Se un medico deve darti una brutta notizia, in che modo lo dovrebbe fare? Il “modo giusto”, in certi casi, forse proprio non c’è.
Però…
31 dicembre 2014: io e mio marito siamo in ospedale, a visitare una parente sottoposta a un intervento esplorativo.
Parliamo col chirurgo: giovane, professionale, esprime la diagnosi e, con l’umanità di un frigorifero, dice: «Quando avremo i risultati delle analisi, valuteremo se esistono opzioni terapeutiche».
«Se esistono? Vuol dire che potrebbero non essercene?» balbetto io.
«Be’ la signora non è giovane».
Fine del colloquio. Stiamo parlando di una persona certo non giovane, ma attivissima, forte, una roccia da molti punti di vista. L’idea che potrebbero non esserci cure per lei ci scava un vuoto dentro. Tanto che mio marito e io non riusciamo a ripetere le parole del chirurgo non dico all’interessata ma neanche agli altri parenti, ai quali diamo la notizia sì, ma in tono più morbido. Senza negare nulla, ma con parole diverse.
Non ho mai amato le mezze verità, l’ambiguità di certe diagnosi che, fino a qualche anno fa, venivano taciute o fatte intendere per allusioni. Però oggi mi chiedo: tra l’onestà professionale e la fredda brutalità di una comunicazione per addetti ai lavori non dovrebbe esserci una via di mezzo?
Leggo che Slow Medicine, l’associazione nata per promuovere una medicina sobria, rispettosa e giusta, ha lanciato la campagna #buongiornoiosono… chiedendo ai medici di presentarsi con nome, cognome e ruolo a pazienti e parenti spesso disorientati dalle diverse figure ospedaliere. La campagna prende spunto da un’iniziativa simile, proposta in Gran Bretagna, da Kate Granger, un medico che, dopo essersi ammalata di tumore ed essersi ritrovata nel ruolo del paziente, ha capito l’importanza di un approccio chiaro, diretto e personale a chi sta in ospedale.
Mi sembra una buona iniziativa. Ma sogno che si possa andare oltre.
Che diventino obbligatori, nelle facoltà di Medicina, corsi di comunicazione emotiva. O che tutti i medici siano “costretti” a ritrovarsi, almeno per qualche giorno, nella parte dei pazienti.
Voi che ne dite, non sarebbe interessante ribaltare i ruoli? Mi raccontate qualche esempio positivo di comunicazione medico-paziente?

---*---

● **COMPITO DA SVOLGERE**
Trascrivi senza modifiche il brano dell'estratto sulla comunicazione tra medico e paziente: comincia dalle parole "Mi sembra una" e fermati dopo "di comunicazione medico-paziente?".

● **RECORD ELENCATI**
---*---

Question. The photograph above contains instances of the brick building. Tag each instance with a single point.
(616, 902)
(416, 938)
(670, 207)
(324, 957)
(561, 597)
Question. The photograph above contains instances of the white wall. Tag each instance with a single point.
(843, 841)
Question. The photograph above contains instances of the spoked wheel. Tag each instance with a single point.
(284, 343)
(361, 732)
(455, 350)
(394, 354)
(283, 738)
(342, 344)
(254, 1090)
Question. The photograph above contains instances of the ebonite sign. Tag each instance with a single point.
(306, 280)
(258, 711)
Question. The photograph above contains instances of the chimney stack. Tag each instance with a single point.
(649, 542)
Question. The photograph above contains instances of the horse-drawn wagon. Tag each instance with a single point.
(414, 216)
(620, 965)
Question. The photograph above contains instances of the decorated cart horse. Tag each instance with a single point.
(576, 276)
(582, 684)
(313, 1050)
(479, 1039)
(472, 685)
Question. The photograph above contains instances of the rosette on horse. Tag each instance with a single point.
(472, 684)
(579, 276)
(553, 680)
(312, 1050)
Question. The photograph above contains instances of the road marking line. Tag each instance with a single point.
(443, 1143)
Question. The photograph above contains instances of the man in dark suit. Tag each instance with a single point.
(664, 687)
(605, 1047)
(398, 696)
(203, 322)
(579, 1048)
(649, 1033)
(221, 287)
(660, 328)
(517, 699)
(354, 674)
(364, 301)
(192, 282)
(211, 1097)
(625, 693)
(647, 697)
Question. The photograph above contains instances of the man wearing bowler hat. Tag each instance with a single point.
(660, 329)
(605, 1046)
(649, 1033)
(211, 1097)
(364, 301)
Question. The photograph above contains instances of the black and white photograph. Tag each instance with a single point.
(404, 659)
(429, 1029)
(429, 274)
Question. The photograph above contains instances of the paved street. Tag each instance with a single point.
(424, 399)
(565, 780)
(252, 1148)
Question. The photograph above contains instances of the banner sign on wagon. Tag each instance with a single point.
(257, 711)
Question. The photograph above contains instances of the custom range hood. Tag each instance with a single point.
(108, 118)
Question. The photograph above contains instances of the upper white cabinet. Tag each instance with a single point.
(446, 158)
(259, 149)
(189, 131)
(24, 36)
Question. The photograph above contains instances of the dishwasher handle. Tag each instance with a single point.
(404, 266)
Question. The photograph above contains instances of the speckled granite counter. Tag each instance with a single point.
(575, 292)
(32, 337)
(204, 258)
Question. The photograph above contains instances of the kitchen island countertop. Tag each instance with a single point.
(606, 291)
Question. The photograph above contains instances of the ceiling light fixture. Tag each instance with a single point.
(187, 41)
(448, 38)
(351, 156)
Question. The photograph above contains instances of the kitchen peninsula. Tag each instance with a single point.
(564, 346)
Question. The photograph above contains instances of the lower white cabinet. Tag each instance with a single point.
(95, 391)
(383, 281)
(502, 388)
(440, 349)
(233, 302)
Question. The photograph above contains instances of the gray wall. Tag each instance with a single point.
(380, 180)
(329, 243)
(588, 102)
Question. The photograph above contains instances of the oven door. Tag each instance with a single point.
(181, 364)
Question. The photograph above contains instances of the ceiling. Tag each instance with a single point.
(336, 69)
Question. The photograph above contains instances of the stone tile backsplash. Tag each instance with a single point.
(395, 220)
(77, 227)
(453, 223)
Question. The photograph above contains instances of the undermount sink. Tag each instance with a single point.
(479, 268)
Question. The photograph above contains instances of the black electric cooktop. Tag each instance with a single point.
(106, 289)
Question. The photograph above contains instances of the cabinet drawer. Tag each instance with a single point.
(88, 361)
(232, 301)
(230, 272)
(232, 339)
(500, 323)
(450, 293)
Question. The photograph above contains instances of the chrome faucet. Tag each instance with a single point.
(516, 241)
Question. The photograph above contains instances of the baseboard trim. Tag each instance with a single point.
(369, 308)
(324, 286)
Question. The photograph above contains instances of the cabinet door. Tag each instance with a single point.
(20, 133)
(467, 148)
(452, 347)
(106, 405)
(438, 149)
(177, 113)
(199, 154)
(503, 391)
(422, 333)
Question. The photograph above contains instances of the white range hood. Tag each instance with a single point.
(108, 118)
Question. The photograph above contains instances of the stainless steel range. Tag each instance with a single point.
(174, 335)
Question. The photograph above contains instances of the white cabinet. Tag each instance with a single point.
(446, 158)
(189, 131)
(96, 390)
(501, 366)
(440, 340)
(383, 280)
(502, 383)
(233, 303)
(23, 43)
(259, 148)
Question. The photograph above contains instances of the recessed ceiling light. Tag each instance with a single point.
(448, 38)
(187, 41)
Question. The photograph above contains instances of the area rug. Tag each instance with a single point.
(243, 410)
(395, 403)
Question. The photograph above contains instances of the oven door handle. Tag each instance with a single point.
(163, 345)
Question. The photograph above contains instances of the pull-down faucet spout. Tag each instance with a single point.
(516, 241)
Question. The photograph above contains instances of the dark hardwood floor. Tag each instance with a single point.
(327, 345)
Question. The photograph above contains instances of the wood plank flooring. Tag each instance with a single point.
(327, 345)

---*---

● **SPAZIO RISPOSTA**
Mi sembra una buona iniziativa. Ma sogno che si possa andare oltre.
Che diventino obbligatori, nelle facoltà di Medicina, corsi di comunicazione emotiva. O che tutti i medici siano “costretti” a ritrovarsi, almeno per qualche giorno, nella parte dei pazienti.
Voi che ne dite, non sarebbe interessante ribaltare i ruoli? Mi raccontate qualche esempio positivo di comunicazione medico-paziente?